▸ EXERCISE DESCRIPTION
Show each line of the items below that contains the word "minivan". Case counts, so match uppercase and lowercase letters exactly.
start THE DATA
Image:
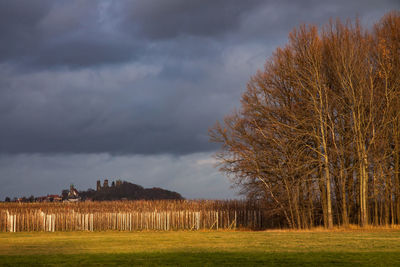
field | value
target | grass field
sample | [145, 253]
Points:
[241, 248]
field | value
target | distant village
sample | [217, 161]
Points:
[118, 190]
[71, 195]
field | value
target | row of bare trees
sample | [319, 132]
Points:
[318, 134]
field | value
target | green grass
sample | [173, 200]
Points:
[301, 248]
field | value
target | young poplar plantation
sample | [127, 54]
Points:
[134, 215]
[317, 137]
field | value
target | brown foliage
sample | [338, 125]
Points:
[318, 133]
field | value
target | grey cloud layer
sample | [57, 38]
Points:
[137, 77]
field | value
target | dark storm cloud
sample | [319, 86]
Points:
[157, 19]
[137, 77]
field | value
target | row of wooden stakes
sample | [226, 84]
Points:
[129, 221]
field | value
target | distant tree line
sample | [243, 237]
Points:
[317, 137]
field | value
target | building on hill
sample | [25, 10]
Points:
[73, 194]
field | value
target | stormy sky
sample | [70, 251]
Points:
[128, 89]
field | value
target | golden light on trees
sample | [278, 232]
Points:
[318, 133]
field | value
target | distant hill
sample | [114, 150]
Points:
[129, 191]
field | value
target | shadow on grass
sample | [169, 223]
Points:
[207, 259]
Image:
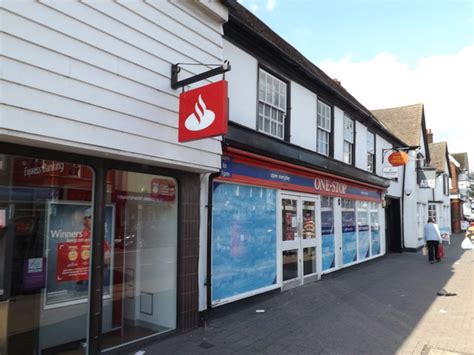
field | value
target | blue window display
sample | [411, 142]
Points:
[349, 242]
[244, 240]
[327, 231]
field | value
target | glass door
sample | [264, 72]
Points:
[299, 242]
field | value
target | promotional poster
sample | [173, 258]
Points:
[68, 252]
[243, 240]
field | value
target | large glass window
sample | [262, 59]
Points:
[271, 105]
[349, 239]
[327, 233]
[323, 128]
[45, 248]
[142, 211]
[363, 229]
[244, 240]
[348, 140]
[370, 152]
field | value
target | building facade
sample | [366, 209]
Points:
[99, 203]
[300, 192]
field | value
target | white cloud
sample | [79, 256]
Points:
[270, 5]
[253, 7]
[443, 83]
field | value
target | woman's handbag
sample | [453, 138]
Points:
[425, 250]
[440, 253]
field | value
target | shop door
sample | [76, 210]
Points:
[299, 242]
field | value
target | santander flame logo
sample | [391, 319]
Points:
[201, 118]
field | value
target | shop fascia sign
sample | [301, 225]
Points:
[203, 111]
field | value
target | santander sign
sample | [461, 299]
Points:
[203, 112]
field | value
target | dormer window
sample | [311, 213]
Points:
[271, 105]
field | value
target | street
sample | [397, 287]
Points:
[387, 306]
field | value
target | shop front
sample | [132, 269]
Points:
[89, 251]
[279, 225]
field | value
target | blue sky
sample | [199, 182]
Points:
[390, 53]
[324, 29]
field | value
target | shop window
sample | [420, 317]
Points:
[271, 105]
[432, 211]
[244, 241]
[349, 236]
[45, 248]
[144, 221]
[327, 233]
[323, 128]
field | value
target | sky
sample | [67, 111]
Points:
[390, 53]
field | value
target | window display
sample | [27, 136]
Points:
[48, 217]
[244, 240]
[144, 274]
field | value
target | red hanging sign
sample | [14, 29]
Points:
[398, 158]
[203, 112]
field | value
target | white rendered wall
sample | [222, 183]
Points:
[361, 146]
[242, 86]
[97, 77]
[303, 117]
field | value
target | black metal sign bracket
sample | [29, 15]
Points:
[176, 68]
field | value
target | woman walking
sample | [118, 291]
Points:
[432, 238]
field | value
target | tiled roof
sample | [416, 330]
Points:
[438, 154]
[404, 122]
[462, 159]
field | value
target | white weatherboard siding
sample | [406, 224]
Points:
[242, 86]
[94, 77]
[303, 117]
[338, 133]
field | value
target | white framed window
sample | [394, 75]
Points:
[348, 139]
[271, 105]
[323, 128]
[370, 152]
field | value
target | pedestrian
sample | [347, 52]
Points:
[432, 238]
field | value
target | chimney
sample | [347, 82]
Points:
[429, 136]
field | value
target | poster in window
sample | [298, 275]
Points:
[68, 252]
[244, 240]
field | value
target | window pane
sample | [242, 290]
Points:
[145, 231]
[47, 207]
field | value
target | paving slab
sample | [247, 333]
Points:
[386, 306]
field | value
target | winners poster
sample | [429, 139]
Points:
[68, 252]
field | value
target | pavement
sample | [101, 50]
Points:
[386, 306]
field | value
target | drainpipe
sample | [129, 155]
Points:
[209, 237]
[403, 206]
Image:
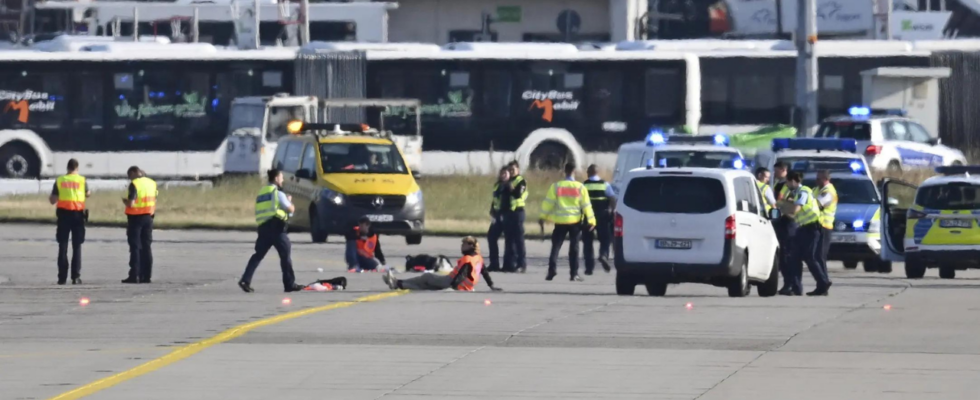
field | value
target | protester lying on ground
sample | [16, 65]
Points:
[363, 248]
[465, 276]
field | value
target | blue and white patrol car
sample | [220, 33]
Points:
[661, 150]
[889, 140]
[934, 225]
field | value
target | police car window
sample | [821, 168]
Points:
[675, 194]
[851, 191]
[704, 159]
[953, 196]
[845, 130]
[361, 158]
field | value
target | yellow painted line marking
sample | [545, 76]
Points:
[186, 351]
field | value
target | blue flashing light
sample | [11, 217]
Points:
[849, 145]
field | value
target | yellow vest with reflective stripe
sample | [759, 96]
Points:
[762, 189]
[267, 205]
[71, 192]
[146, 197]
[566, 203]
[521, 201]
[810, 212]
[828, 212]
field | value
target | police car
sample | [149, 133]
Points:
[890, 140]
[661, 150]
[934, 225]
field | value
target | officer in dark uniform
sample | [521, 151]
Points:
[515, 255]
[69, 194]
[602, 195]
[500, 202]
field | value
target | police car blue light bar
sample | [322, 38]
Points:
[959, 170]
[849, 145]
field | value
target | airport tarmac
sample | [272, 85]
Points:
[193, 334]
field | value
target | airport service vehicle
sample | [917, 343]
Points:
[338, 173]
[934, 225]
[257, 124]
[704, 225]
[889, 140]
[671, 151]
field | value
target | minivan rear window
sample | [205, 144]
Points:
[675, 195]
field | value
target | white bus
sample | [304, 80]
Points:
[163, 107]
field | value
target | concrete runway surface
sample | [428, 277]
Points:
[537, 340]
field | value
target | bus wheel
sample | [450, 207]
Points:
[549, 156]
[19, 161]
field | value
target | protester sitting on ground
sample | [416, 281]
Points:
[363, 248]
[464, 277]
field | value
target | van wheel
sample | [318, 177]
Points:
[19, 161]
[317, 233]
[625, 285]
[770, 287]
[914, 269]
[656, 288]
[739, 286]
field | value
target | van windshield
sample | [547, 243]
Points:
[361, 158]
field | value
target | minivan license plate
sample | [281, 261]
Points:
[381, 218]
[955, 223]
[673, 244]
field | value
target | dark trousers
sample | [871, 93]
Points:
[70, 223]
[574, 232]
[272, 234]
[786, 234]
[602, 231]
[515, 254]
[357, 261]
[493, 237]
[139, 232]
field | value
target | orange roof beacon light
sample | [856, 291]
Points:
[294, 127]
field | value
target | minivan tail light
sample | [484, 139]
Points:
[730, 227]
[618, 226]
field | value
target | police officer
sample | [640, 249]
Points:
[601, 195]
[827, 200]
[803, 207]
[567, 205]
[272, 209]
[68, 195]
[500, 199]
[140, 210]
[515, 255]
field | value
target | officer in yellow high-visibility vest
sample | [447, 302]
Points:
[805, 210]
[141, 204]
[515, 254]
[567, 205]
[69, 194]
[272, 210]
[827, 201]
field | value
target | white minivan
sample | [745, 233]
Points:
[703, 225]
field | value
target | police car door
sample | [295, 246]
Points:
[896, 199]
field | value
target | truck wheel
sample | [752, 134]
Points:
[625, 284]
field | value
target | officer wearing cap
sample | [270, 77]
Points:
[602, 197]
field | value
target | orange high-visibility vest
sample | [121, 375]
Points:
[146, 197]
[71, 192]
[469, 282]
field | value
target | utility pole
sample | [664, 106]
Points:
[806, 67]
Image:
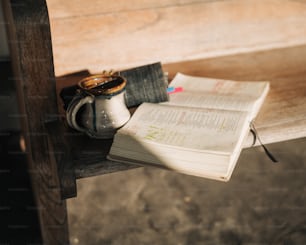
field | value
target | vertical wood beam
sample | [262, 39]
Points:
[31, 51]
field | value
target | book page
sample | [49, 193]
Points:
[199, 129]
[216, 93]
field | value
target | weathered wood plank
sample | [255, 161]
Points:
[78, 8]
[172, 33]
[31, 51]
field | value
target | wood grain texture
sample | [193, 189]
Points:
[123, 35]
[282, 117]
[31, 51]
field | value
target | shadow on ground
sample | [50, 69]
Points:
[263, 203]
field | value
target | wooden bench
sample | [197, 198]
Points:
[238, 39]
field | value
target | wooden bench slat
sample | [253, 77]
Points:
[172, 33]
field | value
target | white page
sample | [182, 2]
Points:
[216, 93]
[191, 128]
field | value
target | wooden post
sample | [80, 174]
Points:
[31, 51]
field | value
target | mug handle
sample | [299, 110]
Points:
[73, 108]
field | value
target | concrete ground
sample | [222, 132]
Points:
[263, 203]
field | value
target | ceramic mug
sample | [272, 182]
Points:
[99, 107]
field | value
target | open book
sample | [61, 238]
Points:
[199, 131]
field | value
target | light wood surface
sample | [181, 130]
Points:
[282, 117]
[31, 54]
[122, 34]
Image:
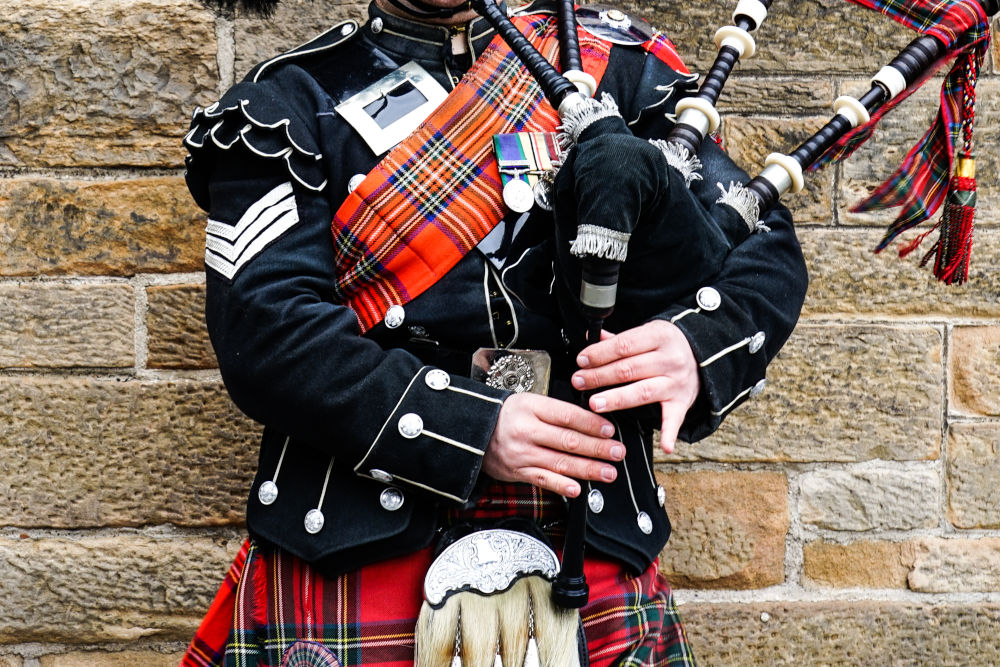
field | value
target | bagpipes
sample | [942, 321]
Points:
[930, 174]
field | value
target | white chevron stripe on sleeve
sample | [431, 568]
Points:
[230, 247]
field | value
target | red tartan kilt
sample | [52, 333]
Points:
[368, 616]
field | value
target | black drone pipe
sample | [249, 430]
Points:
[906, 68]
[734, 42]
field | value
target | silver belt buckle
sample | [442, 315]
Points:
[513, 370]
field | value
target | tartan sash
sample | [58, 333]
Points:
[437, 194]
[920, 183]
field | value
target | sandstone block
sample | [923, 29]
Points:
[844, 633]
[747, 95]
[840, 393]
[65, 227]
[750, 140]
[108, 83]
[177, 337]
[847, 279]
[886, 499]
[97, 589]
[974, 475]
[105, 659]
[293, 23]
[788, 42]
[49, 325]
[103, 452]
[974, 367]
[857, 565]
[728, 529]
[955, 565]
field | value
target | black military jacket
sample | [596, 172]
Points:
[369, 438]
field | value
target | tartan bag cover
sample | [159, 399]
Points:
[920, 183]
[437, 194]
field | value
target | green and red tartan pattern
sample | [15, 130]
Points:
[438, 194]
[920, 183]
[209, 640]
[368, 617]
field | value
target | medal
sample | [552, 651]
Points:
[525, 161]
[518, 196]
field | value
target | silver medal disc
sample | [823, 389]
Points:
[518, 196]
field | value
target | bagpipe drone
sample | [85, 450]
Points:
[939, 168]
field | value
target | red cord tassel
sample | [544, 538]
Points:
[953, 249]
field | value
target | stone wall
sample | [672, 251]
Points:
[849, 514]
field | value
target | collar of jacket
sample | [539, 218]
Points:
[418, 40]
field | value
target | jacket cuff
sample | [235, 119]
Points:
[436, 436]
[731, 355]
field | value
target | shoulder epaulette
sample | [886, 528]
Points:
[335, 36]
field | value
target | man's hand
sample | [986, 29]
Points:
[551, 444]
[653, 363]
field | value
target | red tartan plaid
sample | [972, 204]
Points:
[436, 195]
[209, 641]
[663, 49]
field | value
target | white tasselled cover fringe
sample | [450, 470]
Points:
[745, 203]
[583, 116]
[595, 241]
[680, 159]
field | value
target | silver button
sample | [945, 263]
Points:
[394, 317]
[595, 499]
[391, 499]
[708, 298]
[410, 425]
[314, 521]
[267, 493]
[380, 475]
[437, 379]
[355, 181]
end THE DATA
▸ SOLUTION TO THE EXERCISE
target | minivan rear window
target | minivan license plate
target | minivan tail light
target | white minivan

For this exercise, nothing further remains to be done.